* start Extracted material *

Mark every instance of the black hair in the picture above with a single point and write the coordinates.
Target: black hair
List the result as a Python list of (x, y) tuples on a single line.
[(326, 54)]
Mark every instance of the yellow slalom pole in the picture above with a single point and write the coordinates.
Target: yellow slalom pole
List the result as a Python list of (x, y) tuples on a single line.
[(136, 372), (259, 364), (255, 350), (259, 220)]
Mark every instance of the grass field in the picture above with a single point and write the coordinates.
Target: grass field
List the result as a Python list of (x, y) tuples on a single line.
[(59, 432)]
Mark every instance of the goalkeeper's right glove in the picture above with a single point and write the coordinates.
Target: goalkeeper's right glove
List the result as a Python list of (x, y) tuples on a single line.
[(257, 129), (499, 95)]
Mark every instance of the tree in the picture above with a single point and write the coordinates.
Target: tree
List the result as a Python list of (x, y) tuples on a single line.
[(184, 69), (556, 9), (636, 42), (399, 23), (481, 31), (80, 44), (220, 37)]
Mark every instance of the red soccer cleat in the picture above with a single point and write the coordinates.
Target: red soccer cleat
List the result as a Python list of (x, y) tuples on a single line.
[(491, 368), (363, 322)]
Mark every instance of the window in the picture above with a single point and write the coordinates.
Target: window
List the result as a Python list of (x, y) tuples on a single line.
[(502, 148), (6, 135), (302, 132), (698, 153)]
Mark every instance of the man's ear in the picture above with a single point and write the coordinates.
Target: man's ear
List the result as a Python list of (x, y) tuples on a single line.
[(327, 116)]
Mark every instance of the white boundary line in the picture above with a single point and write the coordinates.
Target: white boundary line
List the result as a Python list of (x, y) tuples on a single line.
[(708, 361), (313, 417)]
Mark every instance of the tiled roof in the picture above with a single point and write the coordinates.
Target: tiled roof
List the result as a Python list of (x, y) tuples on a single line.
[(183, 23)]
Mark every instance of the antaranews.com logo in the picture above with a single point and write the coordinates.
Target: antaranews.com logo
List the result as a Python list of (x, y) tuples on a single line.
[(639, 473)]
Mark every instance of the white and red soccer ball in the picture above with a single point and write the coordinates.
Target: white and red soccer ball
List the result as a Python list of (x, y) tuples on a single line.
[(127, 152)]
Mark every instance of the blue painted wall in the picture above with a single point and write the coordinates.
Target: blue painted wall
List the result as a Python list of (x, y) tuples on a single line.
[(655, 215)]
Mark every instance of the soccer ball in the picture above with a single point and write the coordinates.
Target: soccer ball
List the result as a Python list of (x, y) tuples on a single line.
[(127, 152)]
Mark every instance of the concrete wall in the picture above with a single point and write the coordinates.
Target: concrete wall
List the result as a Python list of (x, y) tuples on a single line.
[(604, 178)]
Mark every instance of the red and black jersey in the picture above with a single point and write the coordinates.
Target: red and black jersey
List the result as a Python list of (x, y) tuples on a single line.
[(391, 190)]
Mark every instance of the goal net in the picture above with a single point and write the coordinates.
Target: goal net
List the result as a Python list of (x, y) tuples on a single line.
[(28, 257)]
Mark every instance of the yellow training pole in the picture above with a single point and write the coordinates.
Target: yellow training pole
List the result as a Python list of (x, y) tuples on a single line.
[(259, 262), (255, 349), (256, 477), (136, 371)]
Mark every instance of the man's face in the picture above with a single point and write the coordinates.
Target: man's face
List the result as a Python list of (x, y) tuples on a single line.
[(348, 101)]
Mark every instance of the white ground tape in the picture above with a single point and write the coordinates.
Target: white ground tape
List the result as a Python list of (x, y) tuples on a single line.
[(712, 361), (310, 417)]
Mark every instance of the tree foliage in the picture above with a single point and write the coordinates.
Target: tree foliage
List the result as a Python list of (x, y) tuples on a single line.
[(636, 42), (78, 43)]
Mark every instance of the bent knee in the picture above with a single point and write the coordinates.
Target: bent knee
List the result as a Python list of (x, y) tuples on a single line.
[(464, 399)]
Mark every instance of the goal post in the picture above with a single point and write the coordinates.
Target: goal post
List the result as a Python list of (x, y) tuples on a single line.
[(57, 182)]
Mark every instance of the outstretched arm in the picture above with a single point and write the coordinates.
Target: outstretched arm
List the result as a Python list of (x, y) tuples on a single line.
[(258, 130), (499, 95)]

* end Extracted material *

# Aim of the exercise
Rewrite the rows starting at the line that contains "Mark every instance of the tree in" and ending after the line that contains "[(491, 368), (363, 322)]", requests included. Shift every coordinate in the answers by adding 75 to each number.

# Written response
Mark every instance of the tree in the picture above with a single point and write the coordinates.
Target: tree
List the result as a Python list of (x, y) tuples on a single line.
[(259, 144), (631, 84), (711, 117), (474, 98), (556, 106), (155, 119), (295, 112)]
Mark every instance of the red soccer cleat in the picture above with a single point and write the coordinates.
Target: red soccer cleat
List the result as a Python list of (x, y) tuples on a single line.
[(566, 443), (438, 397)]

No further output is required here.